### Compiti da svolgere
1 – Stampa il passo del testo sul carnevale di Alessandria del Carretto da "Il Carnevale di Alessandria Del Carretto" a "Alessandria Del Carretto.".
2 – Traduci in inglese questa frase del testo sul carnevale di Alessandria del Carretto: "Troppo scomodo vivere in un paese sulle montagne, è come essere isolati dal mondo."

### Estratto della pagina
┄┄┄┄┄┄┄┄┄┄
Ma soprattutto il Pajasso tiene fra le mani un gallo, il farmaco ultimo. Questo è il momento del sacrificio del capro espiatorio. Appeso ad un ramo infatti il gallo verrà ucciso. L’uccisione è il taglio con il passato, con il freddo che tutto ha gelato. E con la speranza di un nuovo inizio il gallo si farà “corpo divino” capace di nutrire un’intera comunità e di far sorgere la calda primavera portatrice di frutti.
Il Carnevale di Alessandria Del Carretto
E se fino a poco fa si parlava di estremo nord, siamo ora magicamente catapultati nel carnevale surreale di Alessandria Del Carretto.
Estremo Sud – patria dell’incompiuto e dell’abbandonato- siamo fra le ossa della Calabria. Alessandria si erge sulle montagne del Pollino dove si contano oggi 380 persone, le restanti sono andate via nei paesi limitrofi o fuggiti lungo le coste.
Troppo scomodo vivere in un paese sulle montagne, è come essere isolati dal mondo. Ed ecco qui il motivo dell’abbandono: vuoi le catastrofi naturali, vuoi le incuranze politiche è più facile abbandonarlo un paese che cercare di ricostruirlo. Vuoi poi le pressioni che spingono alla creazione di agglomerati lungo le coste grazie al boom della cementificazione. Vuoi la promessa di una vita più agevole. Ed eccovi servita con facilità la ricetta di come una comunità muore per sempre. Il Carnevale di Alessandria del Caretto presenta varie analogie con il carnevale di Lajetto, ma ad essere ancora più simile è la loro storia di paesi abbandonati.
Le maschere del carnevale di Alessandria
Le maschere prendono il nome di “Połëcënellë”e sono divise in belle e brutte in tutto simili a quelle del carnevale delle montagne piemontesi.
- Fra le maschere più bizzarre dei “brutti” quella di “Coremmë”. È una signora in lutto, per la morte di suo fratello o suo marito (non ci è dato saperlo) Carnevale. Dopo le abbuffate trimalchioniche e le dissolute feste dionisiache, Carnevale crepa, abbandonando nella povertà Coremmë. La Maschera simboleggia l’arrivo del periodo quaresimale segnato da una rigorosissima dieta del corpo e dell’anima.
- L’Ursë è l’uomo non civilizzato, il vecchio orso simile al “Pajasso”. A differenza di quest’ultimo, occupa un ruolo minore. A prevalere nel carnevale calabrese sono infatti il bene e l’allegria raffigurati dai belli, che occupano gran parte dello spettacolo carnevalesco.
- La maschera protagonista è infatti quella del “Pulcinella Bello”, analoga a quella degli arlecchini piemontesi. L’originalità della maschera calabrese è da ricercare nell’estrema accuratezza dedicatagli sin da tempo della vestizione, lenta, quasi come fosse un invito alla riflessione, ad indicare la necessità di un procedere “a piccoli passi” che va a scontrarsi con una società iper-velocizzata divorata dal caos.
┄┄┄┄┄┄┄┄┄┄
### Dati
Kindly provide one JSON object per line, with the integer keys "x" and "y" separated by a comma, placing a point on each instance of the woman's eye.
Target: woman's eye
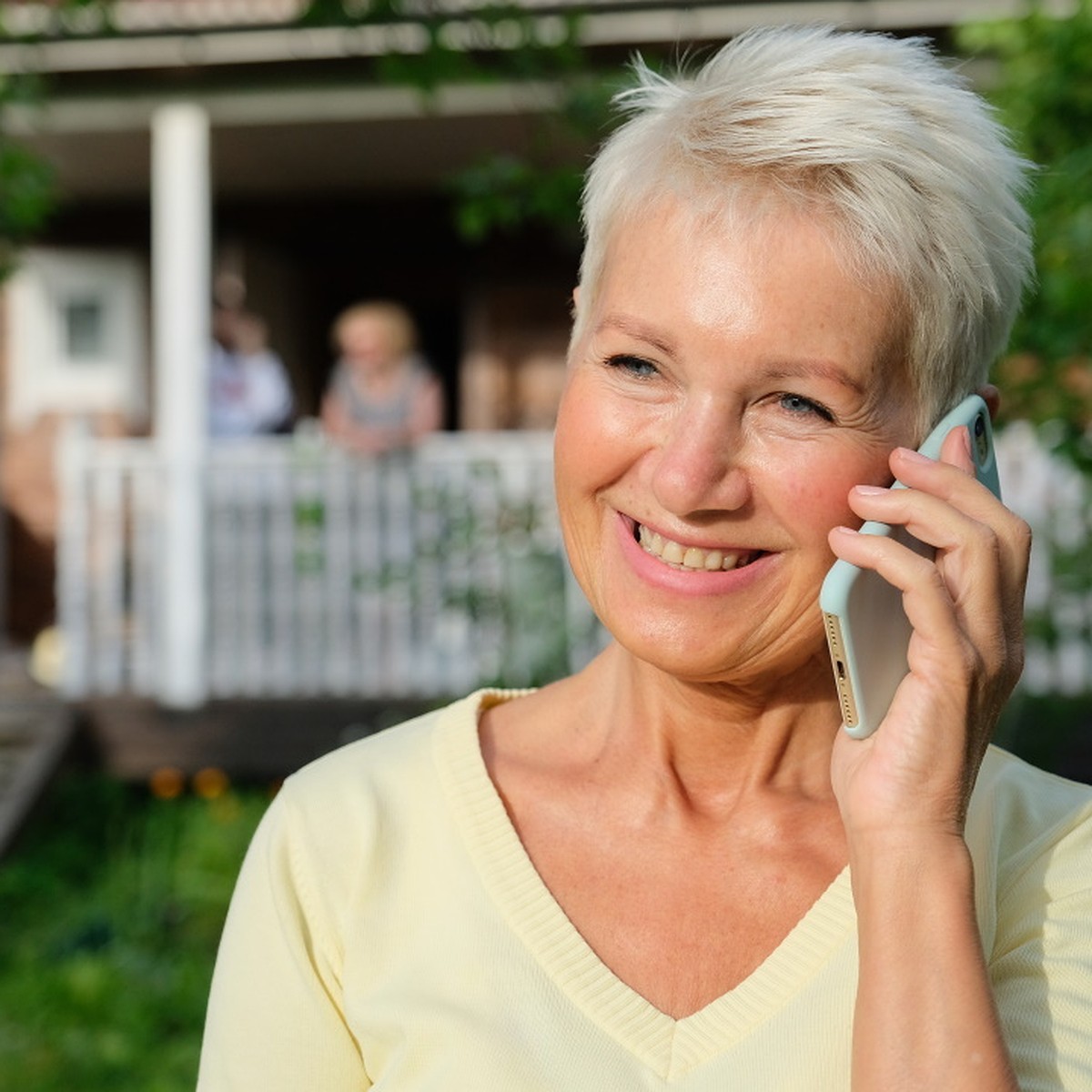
{"x": 633, "y": 365}
{"x": 798, "y": 404}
┄┄┄┄┄┄┄┄┄┄
### Risposte per compito
1 –
Il Carnevale di Alessandria Del Carretto
E se fino a poco fa si parlava di estremo nord, siamo ora magicamente catapultati nel carnevale surreale di Alessandria Del Carretto.

2 – Living in a village up in the mountains is too inconvenient; it is like being cut off from the world.